Repeat the data word for word, excluding every picture.

***** DATA *****

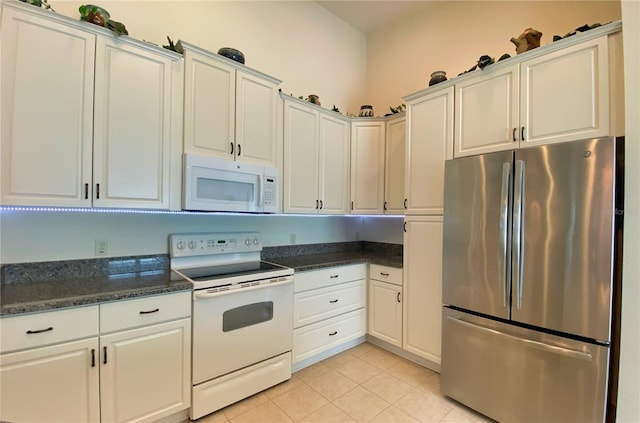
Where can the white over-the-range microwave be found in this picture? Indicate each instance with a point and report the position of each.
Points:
(213, 184)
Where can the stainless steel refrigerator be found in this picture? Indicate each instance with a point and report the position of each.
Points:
(531, 279)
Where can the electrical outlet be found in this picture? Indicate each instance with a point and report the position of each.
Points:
(101, 247)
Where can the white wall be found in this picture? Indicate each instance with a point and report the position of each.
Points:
(299, 42)
(452, 35)
(47, 236)
(629, 385)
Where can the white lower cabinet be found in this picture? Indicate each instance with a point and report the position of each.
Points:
(57, 383)
(329, 310)
(385, 304)
(145, 373)
(66, 366)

*****

▶ EXERCISE SOLUTION
Where can the white over-the-range microwave be found in this picture? Indicate each instance with a point and report the position of each.
Points:
(213, 184)
Where can the stainless steel refrigerator be found in this picture? Indicate each instance with a point and report the position of each.
Points:
(531, 279)
Where can the electrical outlet be found in this picture? Indicate each instance with a point and report the position of each.
Points:
(101, 247)
Where can the white wall be found in this picture? Indicate each instance with a point and report the position of each.
Points:
(299, 42)
(452, 35)
(47, 236)
(629, 385)
Where can the white lower cabinet be found in this picture? Indicate each instance with a point and report the position of each.
Points:
(57, 383)
(329, 310)
(385, 304)
(145, 373)
(66, 366)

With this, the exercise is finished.